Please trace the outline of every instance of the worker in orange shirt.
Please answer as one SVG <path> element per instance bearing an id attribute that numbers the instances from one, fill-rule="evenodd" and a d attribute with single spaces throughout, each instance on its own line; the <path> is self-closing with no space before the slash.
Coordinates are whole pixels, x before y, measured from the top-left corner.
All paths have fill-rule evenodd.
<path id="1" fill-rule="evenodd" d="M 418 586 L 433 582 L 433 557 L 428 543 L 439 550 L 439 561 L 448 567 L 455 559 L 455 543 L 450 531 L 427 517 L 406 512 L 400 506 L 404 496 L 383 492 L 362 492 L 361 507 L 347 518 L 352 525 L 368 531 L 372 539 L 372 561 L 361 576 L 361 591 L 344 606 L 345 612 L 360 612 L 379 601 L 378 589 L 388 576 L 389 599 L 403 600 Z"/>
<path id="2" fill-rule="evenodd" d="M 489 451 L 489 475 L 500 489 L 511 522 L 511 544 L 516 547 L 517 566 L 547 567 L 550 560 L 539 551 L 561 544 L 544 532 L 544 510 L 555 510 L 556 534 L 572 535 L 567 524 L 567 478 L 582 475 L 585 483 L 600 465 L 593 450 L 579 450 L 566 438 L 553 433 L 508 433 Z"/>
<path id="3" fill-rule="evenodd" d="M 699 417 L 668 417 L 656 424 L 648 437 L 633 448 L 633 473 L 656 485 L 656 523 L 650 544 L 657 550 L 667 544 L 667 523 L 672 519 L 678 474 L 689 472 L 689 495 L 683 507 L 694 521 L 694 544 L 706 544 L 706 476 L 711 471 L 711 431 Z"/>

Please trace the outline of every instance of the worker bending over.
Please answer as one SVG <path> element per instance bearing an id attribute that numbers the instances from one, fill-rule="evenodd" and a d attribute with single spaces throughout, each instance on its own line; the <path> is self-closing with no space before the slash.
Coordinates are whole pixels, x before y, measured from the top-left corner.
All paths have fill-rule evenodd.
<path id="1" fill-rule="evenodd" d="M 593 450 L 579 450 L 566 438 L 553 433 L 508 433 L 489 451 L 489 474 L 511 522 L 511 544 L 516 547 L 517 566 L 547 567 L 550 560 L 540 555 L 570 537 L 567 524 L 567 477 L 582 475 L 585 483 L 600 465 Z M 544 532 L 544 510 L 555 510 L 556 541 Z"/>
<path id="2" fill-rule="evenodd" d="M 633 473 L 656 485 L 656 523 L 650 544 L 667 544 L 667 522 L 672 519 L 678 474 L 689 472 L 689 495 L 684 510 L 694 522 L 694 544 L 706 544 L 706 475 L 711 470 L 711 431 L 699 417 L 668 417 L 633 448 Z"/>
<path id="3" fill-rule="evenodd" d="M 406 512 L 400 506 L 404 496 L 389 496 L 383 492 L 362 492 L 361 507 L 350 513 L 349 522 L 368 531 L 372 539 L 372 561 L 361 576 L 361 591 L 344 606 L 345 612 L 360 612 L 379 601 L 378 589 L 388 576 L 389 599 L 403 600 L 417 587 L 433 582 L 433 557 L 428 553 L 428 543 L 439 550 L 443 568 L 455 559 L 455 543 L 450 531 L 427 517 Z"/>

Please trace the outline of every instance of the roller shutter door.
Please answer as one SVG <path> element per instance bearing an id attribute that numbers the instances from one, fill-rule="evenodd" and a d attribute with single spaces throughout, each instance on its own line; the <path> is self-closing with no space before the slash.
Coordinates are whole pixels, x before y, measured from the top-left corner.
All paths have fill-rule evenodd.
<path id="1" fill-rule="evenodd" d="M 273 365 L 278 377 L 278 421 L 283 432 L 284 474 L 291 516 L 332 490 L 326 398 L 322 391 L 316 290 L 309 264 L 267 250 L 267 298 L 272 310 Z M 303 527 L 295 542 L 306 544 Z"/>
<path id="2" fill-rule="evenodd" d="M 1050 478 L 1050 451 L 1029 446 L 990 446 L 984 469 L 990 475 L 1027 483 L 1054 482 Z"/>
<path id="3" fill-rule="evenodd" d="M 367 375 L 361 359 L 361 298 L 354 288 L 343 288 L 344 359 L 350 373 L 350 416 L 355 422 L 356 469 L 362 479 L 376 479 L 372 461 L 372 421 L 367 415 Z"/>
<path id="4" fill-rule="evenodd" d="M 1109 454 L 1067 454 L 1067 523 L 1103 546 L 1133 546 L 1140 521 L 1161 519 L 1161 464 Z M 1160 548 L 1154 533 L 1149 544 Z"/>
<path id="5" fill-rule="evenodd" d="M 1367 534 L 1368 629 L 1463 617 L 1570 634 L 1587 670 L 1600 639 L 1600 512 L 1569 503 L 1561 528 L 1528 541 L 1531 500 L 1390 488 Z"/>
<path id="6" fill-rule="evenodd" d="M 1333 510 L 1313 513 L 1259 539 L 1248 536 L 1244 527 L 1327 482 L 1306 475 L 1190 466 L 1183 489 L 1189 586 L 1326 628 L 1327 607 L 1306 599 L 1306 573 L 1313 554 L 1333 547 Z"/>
——————
• _TASK PROMPT_:
Set the listing above down once more in full, exactly as it is.

• _PROBLEM SOLUTION_:
Please trace the outline of every instance of the worker in orange shirt.
Please answer as one SVG <path> element per instance bearing an id attribute that numbers the instances from one, fill-rule="evenodd" and a d attribute with single spaces throughout, each instance on its own line; the <path> is self-closing with no space before the slash.
Coordinates are whole pixels, x before y, measured from the top-left corner.
All paths have fill-rule evenodd.
<path id="1" fill-rule="evenodd" d="M 418 586 L 433 582 L 433 557 L 428 543 L 439 550 L 439 561 L 448 567 L 455 559 L 455 543 L 450 531 L 427 517 L 406 512 L 400 506 L 404 496 L 383 492 L 362 492 L 361 507 L 347 518 L 352 525 L 368 531 L 372 539 L 372 561 L 361 576 L 361 591 L 344 606 L 345 612 L 360 612 L 379 601 L 378 589 L 388 576 L 389 599 L 403 600 Z"/>
<path id="2" fill-rule="evenodd" d="M 489 451 L 489 475 L 500 489 L 511 522 L 511 544 L 516 547 L 517 566 L 547 567 L 550 560 L 539 551 L 561 544 L 544 532 L 544 510 L 555 510 L 556 534 L 572 535 L 567 524 L 567 478 L 582 475 L 585 483 L 600 465 L 593 450 L 579 450 L 566 438 L 553 433 L 508 433 Z"/>
<path id="3" fill-rule="evenodd" d="M 699 417 L 668 417 L 656 424 L 648 437 L 633 448 L 633 473 L 656 485 L 656 523 L 650 544 L 657 550 L 667 544 L 667 523 L 672 519 L 678 474 L 689 472 L 689 495 L 683 507 L 694 521 L 694 544 L 706 544 L 706 476 L 711 471 L 711 431 Z"/>

Please trace the outline of every instance of the worker bending over.
Please answer as one SVG <path> element per instance bearing an id attribute that numbers the instances from one, fill-rule="evenodd" and a d attribute with single spaces throughout, each instance on its own line; the <path> is self-closing with no space before the slash.
Coordinates are whole pixels, x before y, measured from the top-left corner.
All paths have fill-rule evenodd.
<path id="1" fill-rule="evenodd" d="M 593 450 L 579 450 L 566 438 L 553 433 L 508 433 L 489 451 L 489 474 L 511 522 L 511 544 L 516 547 L 517 566 L 547 567 L 550 560 L 540 555 L 570 537 L 567 524 L 567 477 L 582 475 L 585 483 L 600 465 Z M 544 532 L 544 510 L 555 510 L 556 541 Z"/>
<path id="2" fill-rule="evenodd" d="M 633 473 L 656 485 L 656 523 L 650 544 L 667 544 L 667 522 L 672 519 L 678 474 L 689 472 L 689 495 L 684 510 L 694 522 L 694 544 L 706 544 L 706 475 L 711 470 L 711 431 L 699 417 L 668 417 L 633 448 Z"/>
<path id="3" fill-rule="evenodd" d="M 406 512 L 400 506 L 404 496 L 389 496 L 383 492 L 362 492 L 361 507 L 350 513 L 349 522 L 368 531 L 372 539 L 372 561 L 361 576 L 361 591 L 344 606 L 345 612 L 360 612 L 379 601 L 378 589 L 388 576 L 389 599 L 403 600 L 417 587 L 433 582 L 433 557 L 428 553 L 428 543 L 439 550 L 443 568 L 455 559 L 455 543 L 450 531 L 427 517 Z"/>

Please trace the outline of every instance of the roller shutter door.
Please answer as one SVG <path> element per instance bearing an id attribute that numbers the instances from one, fill-rule="evenodd" and a d attribute with single spaces throughout, each instance on its own line; the <path> is self-closing with no space before the slash.
Coordinates are whole pixels, x before y, measured from the top-left corner.
All paths have fill-rule evenodd.
<path id="1" fill-rule="evenodd" d="M 273 365 L 278 377 L 278 421 L 283 432 L 284 474 L 291 516 L 332 490 L 326 398 L 322 391 L 316 290 L 309 264 L 267 250 L 267 298 L 272 310 Z M 303 527 L 295 542 L 306 544 Z"/>
<path id="2" fill-rule="evenodd" d="M 1050 478 L 1050 451 L 1029 446 L 990 446 L 984 469 L 990 475 L 1027 483 L 1054 482 Z"/>
<path id="3" fill-rule="evenodd" d="M 367 375 L 361 359 L 361 298 L 354 288 L 343 288 L 344 359 L 350 373 L 350 416 L 355 422 L 356 469 L 362 479 L 376 479 L 372 461 L 372 421 L 367 415 Z"/>
<path id="4" fill-rule="evenodd" d="M 1109 454 L 1067 454 L 1067 523 L 1103 546 L 1133 546 L 1140 521 L 1161 519 L 1161 464 Z M 1160 548 L 1154 533 L 1149 544 Z"/>
<path id="5" fill-rule="evenodd" d="M 1367 534 L 1368 629 L 1463 617 L 1570 634 L 1587 670 L 1600 639 L 1600 512 L 1569 503 L 1561 528 L 1528 541 L 1531 500 L 1390 488 Z"/>
<path id="6" fill-rule="evenodd" d="M 1333 510 L 1313 513 L 1259 539 L 1248 536 L 1244 527 L 1327 482 L 1306 475 L 1190 466 L 1183 489 L 1189 586 L 1326 628 L 1327 607 L 1306 599 L 1306 573 L 1313 554 L 1333 547 Z"/>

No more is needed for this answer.